Data entries:
□ □ □ □ □

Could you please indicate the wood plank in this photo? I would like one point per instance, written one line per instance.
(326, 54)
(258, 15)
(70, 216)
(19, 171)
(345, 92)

□ □ □ □ □

- _INSTRUCTIONS TO FOLLOW_
Give the data again. Keep every line identical.

- _THE COMPLETED TASK_
Could you please indicate the wood plank in this photo? I would like one point per instance, written one line per instance.
(326, 54)
(258, 15)
(70, 216)
(19, 171)
(345, 92)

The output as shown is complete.